§ DATA EXTRACTS:
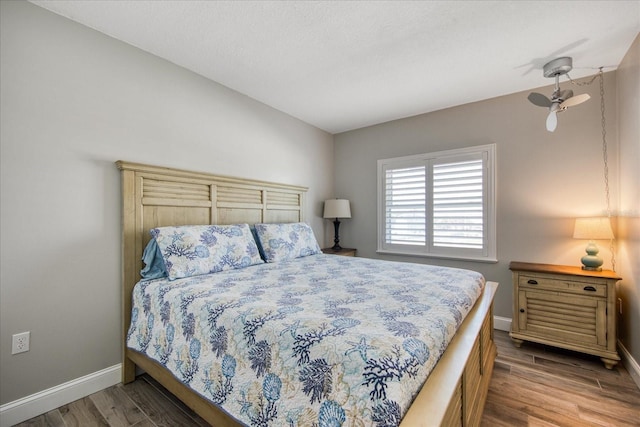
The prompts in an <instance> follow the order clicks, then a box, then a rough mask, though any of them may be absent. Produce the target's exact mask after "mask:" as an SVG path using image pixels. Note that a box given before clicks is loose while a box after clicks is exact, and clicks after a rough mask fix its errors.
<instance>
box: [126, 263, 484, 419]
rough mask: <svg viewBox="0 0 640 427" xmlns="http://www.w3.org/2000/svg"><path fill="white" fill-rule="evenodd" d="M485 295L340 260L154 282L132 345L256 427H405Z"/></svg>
mask: <svg viewBox="0 0 640 427" xmlns="http://www.w3.org/2000/svg"><path fill="white" fill-rule="evenodd" d="M483 287H484V278H483V277H482V275H480V274H479V273H476V272H472V271H468V270H460V269H451V268H445V267H434V266H427V265H421V264H410V263H397V262H388V261H378V260H370V259H365V258H351V257H341V256H332V255H314V256H309V257H305V258H298V259H295V260H292V261H285V262H280V263H273V264H260V265H254V266H250V267H247V268H244V269H240V270H229V271H223V272H220V273H215V274H210V275H205V276H196V277H191V278H184V279H179V280H175V281H171V282H170V281H168V280H165V279H159V280H152V281H143V282H140V283H138V284H137V285H136V287H135V290H134V294H133V299H134V305H133V307H134V308H133V312H132V321H131V326H130V329H129V333H128V336H127V343H128V346H129V347H130V348H132V349H134V350H137V351H139V352H142V353H144V354H146V355H147V356H148V357H150V358H152V359H154V360H156V361H158V362H159V363H160V364H162V365H163V366H165V367H166V368H167V369H169V370H170V371H171V372H173V374H174V375H175V376H176V377H177V378H178V379H179V380H181V381H182V382H184V383H185V384H187V385H188V386H189V387H191V388H192V389H194V390H195V391H197V392H198V393H199V394H201V395H203V396H205V397H206V398H207V399H209V400H211V401H212V402H214V403H215V404H216V405H218V406H219V407H221V408H223V409H224V410H225V411H226V412H227V413H229V414H230V415H231V416H232V417H234V418H236V419H237V420H239V421H240V422H242V423H244V424H247V425H251V426H285V425H286V426H312V425H317V426H321V427H322V426H339V425H345V426H346V425H350V426H368V425H376V426H393V425H398V424H399V423H400V420H401V418H402V416H403V415H404V414H405V413H406V411H407V409H408V408H409V406H410V404H411V402H412V401H413V399H414V397H415V396H416V394H417V392H418V391H419V390H420V387H421V385H422V384H423V383H424V381H425V380H426V378H427V376H428V375H429V373H430V372H431V370H432V369H433V367H434V365H435V364H436V362H437V361H438V359H439V358H440V356H441V355H442V353H443V352H444V350H445V348H446V347H447V345H448V343H449V341H450V340H451V338H452V337H453V335H454V333H455V331H456V330H457V328H458V326H459V325H460V324H461V323H462V321H463V319H464V318H465V316H466V315H467V313H468V312H469V310H470V309H471V307H472V306H473V304H474V303H475V301H476V299H477V298H478V296H479V295H480V294H481V292H482V289H483Z"/></svg>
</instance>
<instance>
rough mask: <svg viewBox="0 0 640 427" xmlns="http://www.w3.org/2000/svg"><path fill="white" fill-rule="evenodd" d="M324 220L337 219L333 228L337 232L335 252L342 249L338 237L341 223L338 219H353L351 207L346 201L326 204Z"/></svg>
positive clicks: (340, 200)
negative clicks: (335, 251)
mask: <svg viewBox="0 0 640 427" xmlns="http://www.w3.org/2000/svg"><path fill="white" fill-rule="evenodd" d="M322 217H323V218H335V220H334V221H333V228H334V230H335V238H334V239H333V243H335V244H334V245H333V247H332V248H331V249H333V250H334V251H339V250H340V249H342V247H341V246H340V238H339V237H338V229H339V228H340V221H339V220H338V218H351V206H350V205H349V201H348V200H346V199H331V200H325V202H324V214H323V215H322Z"/></svg>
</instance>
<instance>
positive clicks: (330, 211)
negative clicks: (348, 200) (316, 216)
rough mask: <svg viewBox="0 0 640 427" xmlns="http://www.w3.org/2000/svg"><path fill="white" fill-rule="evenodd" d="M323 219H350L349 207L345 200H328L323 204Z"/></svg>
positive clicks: (348, 203) (326, 200)
mask: <svg viewBox="0 0 640 427" xmlns="http://www.w3.org/2000/svg"><path fill="white" fill-rule="evenodd" d="M322 216H323V217H324V218H351V205H350V204H349V201H348V200H347V199H330V200H325V202H324V214H323V215H322Z"/></svg>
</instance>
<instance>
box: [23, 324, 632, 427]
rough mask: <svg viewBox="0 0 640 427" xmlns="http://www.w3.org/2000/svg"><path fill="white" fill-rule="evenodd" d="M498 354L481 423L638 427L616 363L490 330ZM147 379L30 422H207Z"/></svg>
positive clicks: (494, 424) (498, 331) (67, 407)
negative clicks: (603, 360)
mask: <svg viewBox="0 0 640 427" xmlns="http://www.w3.org/2000/svg"><path fill="white" fill-rule="evenodd" d="M495 338H496V344H497V346H498V358H497V359H496V365H495V369H494V372H493V377H492V378H491V385H490V389H489V395H488V397H487V404H486V407H485V411H484V415H483V417H482V422H481V425H482V426H483V427H494V426H498V427H499V426H509V427H516V426H532V427H533V426H544V427H550V426H571V427H574V426H616V427H621V426H640V390H639V389H638V388H637V386H636V385H635V383H634V382H633V380H632V379H631V376H630V375H629V373H628V372H627V371H626V370H625V369H624V367H622V365H621V364H619V365H618V366H616V367H615V368H614V369H613V370H607V369H605V368H604V366H603V364H602V363H601V362H600V360H599V359H598V358H597V357H592V356H588V355H582V354H579V353H573V352H569V351H564V350H560V349H556V348H553V347H547V346H543V345H538V344H533V343H528V342H525V343H524V344H523V345H522V348H516V347H514V346H513V344H512V343H511V340H510V338H509V335H508V334H507V333H506V332H502V331H495ZM206 425H207V424H206V423H205V422H204V421H203V420H202V419H200V418H199V417H198V416H197V415H195V414H194V413H193V412H192V411H191V410H190V409H189V408H187V407H185V406H184V405H183V404H182V403H180V402H179V401H178V400H177V399H175V398H174V397H173V396H171V395H170V394H169V393H168V392H166V390H164V389H163V388H162V387H161V386H160V385H159V384H157V383H156V382H155V381H154V380H153V379H152V378H150V377H148V376H142V377H139V378H138V379H137V380H136V381H134V382H133V383H131V384H127V385H122V384H118V385H115V386H113V387H110V388H108V389H105V390H102V391H100V392H98V393H95V394H93V395H91V396H88V397H85V398H84V399H81V400H78V401H75V402H72V403H70V404H68V405H64V406H62V407H60V408H58V409H55V410H53V411H50V412H48V413H46V414H44V415H41V416H39V417H36V418H33V419H31V420H28V421H25V422H23V423H21V424H18V426H19V427H27V426H52V427H58V426H60V427H72V426H83V427H85V426H114V427H115V426H136V427H148V426H206Z"/></svg>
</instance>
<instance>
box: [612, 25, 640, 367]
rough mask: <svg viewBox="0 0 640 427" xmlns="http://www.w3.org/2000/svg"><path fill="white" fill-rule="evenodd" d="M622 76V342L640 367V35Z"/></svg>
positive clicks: (622, 65)
mask: <svg viewBox="0 0 640 427" xmlns="http://www.w3.org/2000/svg"><path fill="white" fill-rule="evenodd" d="M616 73H617V76H618V126H619V134H620V177H619V180H620V209H619V210H620V218H619V219H618V267H619V268H618V272H619V274H620V276H621V277H622V280H621V281H620V286H618V292H619V294H620V296H621V297H622V299H623V301H624V304H623V310H622V315H621V316H620V322H619V324H620V339H621V340H622V342H623V344H624V345H625V347H626V348H627V350H628V351H629V352H630V353H631V355H632V356H633V358H634V359H635V361H636V362H638V363H640V120H639V119H638V118H639V117H640V35H638V36H637V37H636V40H635V41H634V43H633V45H632V46H631V49H629V51H628V52H627V54H626V56H625V58H624V59H623V61H622V63H621V64H620V67H619V68H618V70H617V72H616Z"/></svg>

§ ACTION ITEM: Copy everything from the start of the records down to the line containing "295L340 260L154 282L132", renaming "rough mask" to "draft mask" and changing nothing else. Omit the picture.

§ TASK RESULT:
The prompts in an <instance> follow the order clicks, then a box, then a draft mask, though any of them may be absent. Produce the target's exact mask after "mask:" as an SVG path using image pixels. Note that a box given before clicks is loose while a box after clicks is exact, and clicks after a draft mask fix its errors.
<instance>
box: [126, 263, 484, 419]
draft mask: <svg viewBox="0 0 640 427" xmlns="http://www.w3.org/2000/svg"><path fill="white" fill-rule="evenodd" d="M485 295L340 260L154 282L132 345L256 427H405Z"/></svg>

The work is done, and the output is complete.